The records:
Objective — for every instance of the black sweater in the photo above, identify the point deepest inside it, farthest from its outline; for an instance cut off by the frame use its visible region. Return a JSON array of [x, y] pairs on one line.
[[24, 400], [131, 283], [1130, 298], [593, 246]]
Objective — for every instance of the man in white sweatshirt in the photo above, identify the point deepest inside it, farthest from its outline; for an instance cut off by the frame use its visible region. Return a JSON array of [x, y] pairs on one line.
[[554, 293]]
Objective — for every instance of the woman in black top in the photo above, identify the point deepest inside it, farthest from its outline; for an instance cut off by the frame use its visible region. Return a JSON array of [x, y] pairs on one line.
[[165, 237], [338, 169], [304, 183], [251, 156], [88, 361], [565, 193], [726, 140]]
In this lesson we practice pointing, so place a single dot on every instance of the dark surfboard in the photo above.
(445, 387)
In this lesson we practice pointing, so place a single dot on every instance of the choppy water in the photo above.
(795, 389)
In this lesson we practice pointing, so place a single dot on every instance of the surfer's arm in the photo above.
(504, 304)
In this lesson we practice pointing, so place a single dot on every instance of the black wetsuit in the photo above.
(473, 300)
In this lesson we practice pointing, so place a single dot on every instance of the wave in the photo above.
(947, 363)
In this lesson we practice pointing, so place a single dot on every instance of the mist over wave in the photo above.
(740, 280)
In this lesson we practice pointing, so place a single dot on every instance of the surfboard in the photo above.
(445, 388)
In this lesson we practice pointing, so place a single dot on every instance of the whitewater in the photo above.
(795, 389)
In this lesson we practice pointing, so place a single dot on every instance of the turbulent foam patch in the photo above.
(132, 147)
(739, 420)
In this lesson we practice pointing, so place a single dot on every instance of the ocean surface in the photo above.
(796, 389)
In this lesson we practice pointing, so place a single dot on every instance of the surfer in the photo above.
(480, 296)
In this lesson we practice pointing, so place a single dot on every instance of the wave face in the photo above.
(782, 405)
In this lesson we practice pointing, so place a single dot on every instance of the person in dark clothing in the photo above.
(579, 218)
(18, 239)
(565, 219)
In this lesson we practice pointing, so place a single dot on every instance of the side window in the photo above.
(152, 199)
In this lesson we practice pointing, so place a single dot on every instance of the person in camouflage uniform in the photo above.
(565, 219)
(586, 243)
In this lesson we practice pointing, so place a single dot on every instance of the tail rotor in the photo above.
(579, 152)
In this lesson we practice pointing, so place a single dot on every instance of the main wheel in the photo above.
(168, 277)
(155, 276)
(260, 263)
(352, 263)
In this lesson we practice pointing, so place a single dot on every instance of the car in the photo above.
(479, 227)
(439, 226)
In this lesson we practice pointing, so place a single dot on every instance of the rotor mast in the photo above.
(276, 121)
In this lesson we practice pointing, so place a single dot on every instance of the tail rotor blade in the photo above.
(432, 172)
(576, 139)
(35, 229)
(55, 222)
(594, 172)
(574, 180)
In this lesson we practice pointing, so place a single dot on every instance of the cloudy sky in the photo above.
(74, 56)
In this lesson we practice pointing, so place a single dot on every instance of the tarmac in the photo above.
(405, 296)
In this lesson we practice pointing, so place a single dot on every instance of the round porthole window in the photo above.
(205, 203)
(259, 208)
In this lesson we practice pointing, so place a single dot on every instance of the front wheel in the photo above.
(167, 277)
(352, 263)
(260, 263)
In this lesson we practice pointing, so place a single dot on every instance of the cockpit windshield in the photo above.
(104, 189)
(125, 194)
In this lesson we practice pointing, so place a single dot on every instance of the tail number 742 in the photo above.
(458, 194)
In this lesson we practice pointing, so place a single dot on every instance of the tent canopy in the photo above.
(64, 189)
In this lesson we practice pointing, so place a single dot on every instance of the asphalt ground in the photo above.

Instructions for the task:
Everything from the line containing "742 in the photo above." through the end of the entries above should be retyped exactly, and nothing else.

Exercise answer:
In this lesson we practice pointing, so place a single dot on every instance of the tail number 742 in the photo above.
(458, 194)
In this lesson we practice pointing, so place a single dot on every instance of the tent canopy in the photo above.
(64, 189)
In this lesson we practice pointing, so place a single dot on every instance of the asphalt ground in the photo above.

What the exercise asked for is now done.